■ **Your objective**
Rewrite the entries from the line with "Tag any visible motorcycle rider." to the line with "[68,73,123,113]", replacing "front tyre" with "front tire" and keeping everything else the same.

■ **Listed entries**
----------------
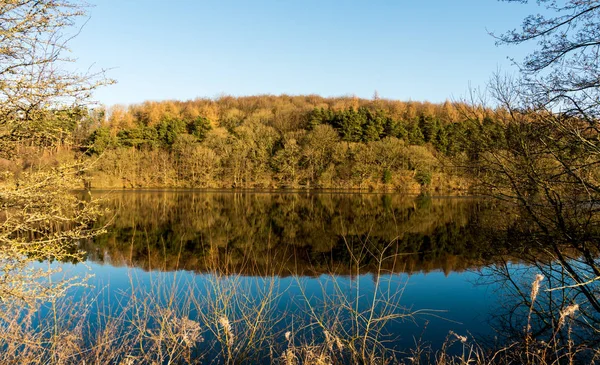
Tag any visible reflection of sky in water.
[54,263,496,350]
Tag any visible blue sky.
----------------
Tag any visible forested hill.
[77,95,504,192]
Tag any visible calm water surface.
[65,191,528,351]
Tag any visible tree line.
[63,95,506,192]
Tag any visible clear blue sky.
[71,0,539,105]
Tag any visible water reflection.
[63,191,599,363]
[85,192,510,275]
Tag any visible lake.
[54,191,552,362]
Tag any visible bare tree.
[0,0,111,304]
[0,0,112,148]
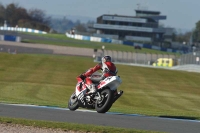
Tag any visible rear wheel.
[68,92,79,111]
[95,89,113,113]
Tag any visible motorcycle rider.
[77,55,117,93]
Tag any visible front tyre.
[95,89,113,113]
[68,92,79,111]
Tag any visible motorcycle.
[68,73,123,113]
----------------
■ **Exercise solution**
Tag any visible motorcycle rider.
[77,55,117,93]
Tag any visible front tire.
[95,89,113,113]
[68,92,79,111]
Tag any visible motorcycle.
[68,73,123,113]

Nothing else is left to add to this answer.